■ **READING PASSAGE**:
──────────

The mechanic is simple. You pay your EOR in USD, EUR, or GBP. Your employees are paid in MXN, BRL, INR, or any other local currency. The conversion between those two currencies happens somewhere in the cost stack, and the EOR pockets the spread between the rate they get on the wholesale market and the rate they charge you. That spread — typically 1–3%, but ranging from 0% to 5%+ across the industry — is the FX markup. On $100,000/month of local-currency payroll, a 3% spread is $36,000 per year. A 1% spread is $12,000. The difference is $24,000 per year, invisible in the headline numbers.
Most buyers never think to ask, because FX is not framed as a fee. The quote does not call it FX markup. The contract typically does not specify a rate methodology. The invoice shows a billing-currency total without the conversion math. And the provider's sales team is trained not to volunteer information that does not get asked for. This post explains how FX markup works mechanically, why it stays hidden, what it actually costs, where it hides in your quote, and how to negotiate it down or out before signing. Pair with the quote decoder and the negotiation playbook for the full procurement workflow.

──────────

■ **REQUIRED WORK**:
(A) List every dollar amount that appears in the passage on FX markup.
(B) Reproduce everything in the passage on FX markup from "Most buyers never" down to "full procurement workflow.".
Nothing in the material is needed here.

──────────

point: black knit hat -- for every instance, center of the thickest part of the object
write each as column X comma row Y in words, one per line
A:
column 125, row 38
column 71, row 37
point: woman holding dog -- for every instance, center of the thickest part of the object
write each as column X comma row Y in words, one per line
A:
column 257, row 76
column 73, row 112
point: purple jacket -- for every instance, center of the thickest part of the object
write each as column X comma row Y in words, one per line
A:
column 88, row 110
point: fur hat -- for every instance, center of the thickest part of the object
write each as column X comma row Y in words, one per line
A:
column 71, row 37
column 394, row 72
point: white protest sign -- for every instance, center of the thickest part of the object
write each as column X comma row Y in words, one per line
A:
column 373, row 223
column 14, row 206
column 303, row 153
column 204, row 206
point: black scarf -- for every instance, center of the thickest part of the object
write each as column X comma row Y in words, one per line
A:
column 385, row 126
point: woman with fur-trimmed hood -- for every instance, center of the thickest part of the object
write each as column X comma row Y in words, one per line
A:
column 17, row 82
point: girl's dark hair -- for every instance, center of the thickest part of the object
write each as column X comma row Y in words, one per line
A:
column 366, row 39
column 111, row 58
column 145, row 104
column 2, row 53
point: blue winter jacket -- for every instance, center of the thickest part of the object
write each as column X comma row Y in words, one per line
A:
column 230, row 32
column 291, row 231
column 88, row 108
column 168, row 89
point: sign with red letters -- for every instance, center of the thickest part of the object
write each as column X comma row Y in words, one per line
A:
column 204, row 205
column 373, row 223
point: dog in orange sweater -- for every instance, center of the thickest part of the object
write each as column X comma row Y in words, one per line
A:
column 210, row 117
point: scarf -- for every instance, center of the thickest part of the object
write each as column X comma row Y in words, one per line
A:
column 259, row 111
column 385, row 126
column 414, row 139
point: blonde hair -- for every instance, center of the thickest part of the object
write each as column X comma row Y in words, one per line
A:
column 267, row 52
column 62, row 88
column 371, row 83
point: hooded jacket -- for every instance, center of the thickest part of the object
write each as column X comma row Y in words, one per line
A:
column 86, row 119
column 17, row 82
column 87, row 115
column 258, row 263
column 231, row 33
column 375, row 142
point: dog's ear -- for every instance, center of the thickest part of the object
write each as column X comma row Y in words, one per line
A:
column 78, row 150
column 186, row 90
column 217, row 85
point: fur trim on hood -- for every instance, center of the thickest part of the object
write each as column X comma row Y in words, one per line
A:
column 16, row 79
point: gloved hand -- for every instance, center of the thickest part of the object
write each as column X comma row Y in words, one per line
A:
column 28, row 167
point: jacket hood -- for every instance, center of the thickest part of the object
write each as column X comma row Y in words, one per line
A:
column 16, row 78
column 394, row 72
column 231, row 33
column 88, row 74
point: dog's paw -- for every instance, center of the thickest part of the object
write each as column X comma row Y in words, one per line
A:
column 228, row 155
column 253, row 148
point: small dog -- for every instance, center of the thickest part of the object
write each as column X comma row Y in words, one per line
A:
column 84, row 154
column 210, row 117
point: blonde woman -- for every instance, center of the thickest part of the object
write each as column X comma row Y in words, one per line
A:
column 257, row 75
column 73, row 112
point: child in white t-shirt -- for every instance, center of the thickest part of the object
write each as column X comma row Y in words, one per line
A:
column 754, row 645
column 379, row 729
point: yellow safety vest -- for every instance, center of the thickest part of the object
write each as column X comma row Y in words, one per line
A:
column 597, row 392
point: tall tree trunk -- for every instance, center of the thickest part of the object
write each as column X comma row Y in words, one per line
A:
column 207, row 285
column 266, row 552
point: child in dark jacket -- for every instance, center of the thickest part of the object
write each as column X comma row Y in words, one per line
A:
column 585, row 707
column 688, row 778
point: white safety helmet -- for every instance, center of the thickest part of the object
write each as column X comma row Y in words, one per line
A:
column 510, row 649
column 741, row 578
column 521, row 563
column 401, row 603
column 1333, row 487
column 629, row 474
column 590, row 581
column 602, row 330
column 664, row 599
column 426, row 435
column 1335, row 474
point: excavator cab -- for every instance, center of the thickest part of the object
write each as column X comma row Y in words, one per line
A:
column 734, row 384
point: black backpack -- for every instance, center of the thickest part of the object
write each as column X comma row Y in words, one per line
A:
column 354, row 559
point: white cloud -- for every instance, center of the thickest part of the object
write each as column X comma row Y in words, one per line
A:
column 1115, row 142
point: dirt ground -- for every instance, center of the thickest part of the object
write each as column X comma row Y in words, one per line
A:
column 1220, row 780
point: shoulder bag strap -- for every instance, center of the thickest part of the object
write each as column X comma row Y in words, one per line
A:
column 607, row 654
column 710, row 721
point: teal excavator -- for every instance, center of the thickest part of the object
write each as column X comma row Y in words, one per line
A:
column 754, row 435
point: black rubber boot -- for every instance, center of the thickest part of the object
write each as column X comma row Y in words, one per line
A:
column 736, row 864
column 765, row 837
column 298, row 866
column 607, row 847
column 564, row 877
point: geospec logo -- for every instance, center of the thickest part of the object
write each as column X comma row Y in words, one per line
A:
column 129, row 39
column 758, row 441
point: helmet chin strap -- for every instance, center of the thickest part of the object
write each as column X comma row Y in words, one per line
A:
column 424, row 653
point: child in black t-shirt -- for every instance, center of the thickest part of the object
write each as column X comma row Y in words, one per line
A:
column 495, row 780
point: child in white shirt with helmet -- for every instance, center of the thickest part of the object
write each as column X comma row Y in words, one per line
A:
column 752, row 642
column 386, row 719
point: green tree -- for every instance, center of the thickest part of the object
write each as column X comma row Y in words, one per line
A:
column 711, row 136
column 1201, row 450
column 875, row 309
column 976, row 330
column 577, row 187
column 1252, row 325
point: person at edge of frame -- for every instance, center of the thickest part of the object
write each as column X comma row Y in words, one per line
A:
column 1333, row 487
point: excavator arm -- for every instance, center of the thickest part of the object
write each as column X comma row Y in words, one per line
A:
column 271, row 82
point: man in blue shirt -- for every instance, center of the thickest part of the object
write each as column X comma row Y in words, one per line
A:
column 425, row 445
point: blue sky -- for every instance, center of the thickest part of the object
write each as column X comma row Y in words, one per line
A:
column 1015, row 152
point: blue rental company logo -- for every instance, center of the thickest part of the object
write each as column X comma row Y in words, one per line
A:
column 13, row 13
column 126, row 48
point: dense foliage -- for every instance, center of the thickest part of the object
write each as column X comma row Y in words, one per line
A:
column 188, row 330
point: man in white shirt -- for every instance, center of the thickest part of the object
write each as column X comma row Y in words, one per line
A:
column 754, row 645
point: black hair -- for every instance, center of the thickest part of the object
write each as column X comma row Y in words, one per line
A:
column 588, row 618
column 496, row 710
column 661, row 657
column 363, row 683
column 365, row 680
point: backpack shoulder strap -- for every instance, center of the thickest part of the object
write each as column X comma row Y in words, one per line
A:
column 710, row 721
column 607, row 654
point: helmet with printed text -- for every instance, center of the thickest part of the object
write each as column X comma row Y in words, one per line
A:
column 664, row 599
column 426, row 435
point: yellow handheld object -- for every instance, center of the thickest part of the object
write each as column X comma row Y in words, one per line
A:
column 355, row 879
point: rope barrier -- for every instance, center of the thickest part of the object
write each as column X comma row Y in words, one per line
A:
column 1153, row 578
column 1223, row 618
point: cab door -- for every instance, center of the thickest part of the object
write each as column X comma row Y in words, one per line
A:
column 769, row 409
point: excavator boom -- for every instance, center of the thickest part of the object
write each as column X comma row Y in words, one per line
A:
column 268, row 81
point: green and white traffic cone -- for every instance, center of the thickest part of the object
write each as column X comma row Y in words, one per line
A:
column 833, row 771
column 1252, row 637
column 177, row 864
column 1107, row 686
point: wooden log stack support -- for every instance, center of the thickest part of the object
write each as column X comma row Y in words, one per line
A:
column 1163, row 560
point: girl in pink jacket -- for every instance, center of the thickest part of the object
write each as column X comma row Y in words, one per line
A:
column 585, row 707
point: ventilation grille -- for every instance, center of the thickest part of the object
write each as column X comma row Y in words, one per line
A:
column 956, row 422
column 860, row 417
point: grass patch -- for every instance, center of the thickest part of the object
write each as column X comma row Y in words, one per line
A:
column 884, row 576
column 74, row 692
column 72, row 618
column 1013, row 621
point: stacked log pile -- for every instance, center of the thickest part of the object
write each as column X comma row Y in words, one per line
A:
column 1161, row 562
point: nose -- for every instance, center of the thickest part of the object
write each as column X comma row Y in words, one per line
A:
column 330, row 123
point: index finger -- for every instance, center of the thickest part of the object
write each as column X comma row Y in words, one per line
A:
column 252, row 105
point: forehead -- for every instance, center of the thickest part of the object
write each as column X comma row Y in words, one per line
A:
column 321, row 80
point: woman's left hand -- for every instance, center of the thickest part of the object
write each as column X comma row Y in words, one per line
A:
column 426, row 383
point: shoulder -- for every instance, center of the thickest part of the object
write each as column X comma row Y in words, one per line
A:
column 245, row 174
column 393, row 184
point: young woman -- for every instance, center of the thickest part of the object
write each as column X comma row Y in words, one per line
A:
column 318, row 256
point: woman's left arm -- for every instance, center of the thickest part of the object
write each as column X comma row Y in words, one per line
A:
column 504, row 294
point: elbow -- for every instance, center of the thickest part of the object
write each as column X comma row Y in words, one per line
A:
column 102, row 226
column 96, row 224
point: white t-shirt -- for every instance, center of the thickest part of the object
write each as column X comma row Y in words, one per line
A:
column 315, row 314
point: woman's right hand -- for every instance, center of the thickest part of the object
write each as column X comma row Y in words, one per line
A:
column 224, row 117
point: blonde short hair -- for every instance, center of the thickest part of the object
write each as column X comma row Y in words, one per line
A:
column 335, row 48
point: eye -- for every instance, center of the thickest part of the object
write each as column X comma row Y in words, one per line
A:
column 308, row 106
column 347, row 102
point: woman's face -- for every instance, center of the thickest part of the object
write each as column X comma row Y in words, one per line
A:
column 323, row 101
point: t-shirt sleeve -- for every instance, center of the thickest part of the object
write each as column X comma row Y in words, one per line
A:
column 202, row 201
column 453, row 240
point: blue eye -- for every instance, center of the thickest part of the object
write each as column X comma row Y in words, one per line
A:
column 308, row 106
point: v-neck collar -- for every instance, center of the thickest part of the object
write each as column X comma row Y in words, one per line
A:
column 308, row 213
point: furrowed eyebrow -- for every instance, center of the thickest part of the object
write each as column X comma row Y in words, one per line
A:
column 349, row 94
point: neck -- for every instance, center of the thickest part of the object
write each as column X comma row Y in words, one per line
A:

──────────

■ **SOLUTIONS BY TASK**:
(A) $100,000, $36,000, $12,000, $24,000

(B)
Most buyers never think to ask, because FX is not framed as a fee. The quote does not call it FX markup. The contract typically does not specify a rate methodology. The invoice shows a billing-currency total without the conversion math. And the provider's sales team is trained not to volunteer information that does not get asked for. This post explains how FX markup works mechanically, why it stays hidden, what it actually costs, where it hides in your quote, and how to negotiate it down or out before signing. Pair with the quote decoder and the negotiation playbook for the full procurement workflow.